▶ _REQUIRED WORK_:
a) Reproduce the passage from the Great Lakes climate-readiness summary word for word, starting at "Improving the Odds: Using" and ending at "opportunities for action.".
b) Translate this sentence from the Great Lakes climate-readiness summary into Spanish: "The report calls for the widespread adoption of 'climate-ready' strategies like those cited in a diverse set of case studies."

▶ _SELECTED EXCERPT_:
· · ·

Improving the Odds: Using Climate-Readiness to Reduce the Impacts of Climate Change on the Great Lakes Ecosystem

This National Wildlife Federation report documents the efforts of Great Lakes' cities, businesses, scientists and resource managers to adapt to climate change and protect people, wildlife and natural resources. The report calls for the widespread adoption of "climate-ready" strategies like those cited in a diverse set of case studies. The report features current climate-ready practices and policies that help build adaptive capacity in the region, and identifies tools and future opportunities for action.

The report describes the six principles of Great Lakes Climate-Readiness, describing climate-ready actions as those which:

  1. Support strategies that protect water levels,
  2. Reduce other, non-climate stressors,
  3. Protect biological diversity and ecosystem resiliency,
  4. Partner to pursue policies that achieve both mitigation and adaptation benefits,
  5. Implement proactive restoration strategies, and
  6. Increase scientific capacity and monitoring.

· · ·

▶ _ENTRIES PROVIDED_:
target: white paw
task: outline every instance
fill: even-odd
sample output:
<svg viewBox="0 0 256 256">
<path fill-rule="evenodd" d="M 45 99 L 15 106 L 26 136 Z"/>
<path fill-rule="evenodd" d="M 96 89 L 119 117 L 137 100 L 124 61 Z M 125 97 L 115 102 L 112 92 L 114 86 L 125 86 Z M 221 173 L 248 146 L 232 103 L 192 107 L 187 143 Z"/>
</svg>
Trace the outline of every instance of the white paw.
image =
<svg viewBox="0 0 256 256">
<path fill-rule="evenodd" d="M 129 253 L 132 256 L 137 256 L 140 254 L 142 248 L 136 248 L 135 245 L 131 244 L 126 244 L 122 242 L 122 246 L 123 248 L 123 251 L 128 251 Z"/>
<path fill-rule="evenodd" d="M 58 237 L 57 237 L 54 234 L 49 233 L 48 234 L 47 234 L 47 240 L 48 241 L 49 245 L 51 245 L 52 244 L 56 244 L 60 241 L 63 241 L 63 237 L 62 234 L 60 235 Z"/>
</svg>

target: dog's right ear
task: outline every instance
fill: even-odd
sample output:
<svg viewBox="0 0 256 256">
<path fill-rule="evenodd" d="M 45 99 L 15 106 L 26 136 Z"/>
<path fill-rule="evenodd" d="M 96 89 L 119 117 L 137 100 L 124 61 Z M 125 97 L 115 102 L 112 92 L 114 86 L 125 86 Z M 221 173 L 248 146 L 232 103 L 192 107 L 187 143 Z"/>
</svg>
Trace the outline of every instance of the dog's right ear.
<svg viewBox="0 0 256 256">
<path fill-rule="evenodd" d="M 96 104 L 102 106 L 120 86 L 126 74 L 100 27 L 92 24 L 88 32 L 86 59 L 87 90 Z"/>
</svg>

· · ·

▶ _ANSWERS PROVIDED_:
a)
Improving the Odds: Using Climate-Readiness to Reduce the Impacts of Climate Change on the Great Lakes Ecosystem

This National Wildlife Federation report documents the efforts of Great Lakes' cities, businesses, scientists and resource managers to adapt to climate change and protect people, wildlife and natural resources. The report calls for the widespread adoption of "climate-ready" strategies like those cited in a diverse set of case studies. The report features current climate-ready practices and policies that help build adaptive capacity in the region, and identifies tools and future opportunities for action.

b) El informe pide la adopción generalizada de estrategias "preparadas para el clima" como las citadas en un conjunto diverso de estudios de caso.